(DATA SUPPLIED)

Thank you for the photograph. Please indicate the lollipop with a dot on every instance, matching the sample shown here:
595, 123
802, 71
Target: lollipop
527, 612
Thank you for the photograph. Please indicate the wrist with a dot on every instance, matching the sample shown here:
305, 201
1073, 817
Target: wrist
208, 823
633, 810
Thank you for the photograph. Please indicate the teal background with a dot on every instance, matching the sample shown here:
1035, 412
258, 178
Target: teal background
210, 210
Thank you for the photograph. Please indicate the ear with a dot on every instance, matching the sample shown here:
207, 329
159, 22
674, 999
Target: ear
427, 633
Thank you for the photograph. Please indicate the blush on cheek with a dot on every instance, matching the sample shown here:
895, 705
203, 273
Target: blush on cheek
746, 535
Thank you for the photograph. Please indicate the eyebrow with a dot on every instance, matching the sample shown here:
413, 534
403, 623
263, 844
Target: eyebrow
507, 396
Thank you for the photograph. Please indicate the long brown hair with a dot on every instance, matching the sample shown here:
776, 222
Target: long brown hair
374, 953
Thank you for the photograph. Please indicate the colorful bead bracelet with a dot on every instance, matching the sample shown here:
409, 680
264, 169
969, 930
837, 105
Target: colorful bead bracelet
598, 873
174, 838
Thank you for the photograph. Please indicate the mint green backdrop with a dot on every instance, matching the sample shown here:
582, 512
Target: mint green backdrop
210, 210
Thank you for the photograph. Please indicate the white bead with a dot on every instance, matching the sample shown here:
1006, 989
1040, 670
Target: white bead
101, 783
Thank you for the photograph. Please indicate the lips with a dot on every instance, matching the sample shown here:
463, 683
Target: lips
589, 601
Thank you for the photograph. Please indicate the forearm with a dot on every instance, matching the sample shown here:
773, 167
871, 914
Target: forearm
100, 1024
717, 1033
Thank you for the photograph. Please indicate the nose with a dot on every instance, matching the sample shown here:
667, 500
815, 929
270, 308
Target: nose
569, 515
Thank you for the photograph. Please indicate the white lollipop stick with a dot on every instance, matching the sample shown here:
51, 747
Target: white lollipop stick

(End DATA SUPPLIED)

▸ **WORK INSTRUCTION**:
Identify the lines above that contain the word "stick", then copy them.

▸ **EXERCISE RESULT**:
Thank you for the photograph. Please indicate the white lollipop stick with a dot on every instance, matching the sample shown here:
Target: white lollipop stick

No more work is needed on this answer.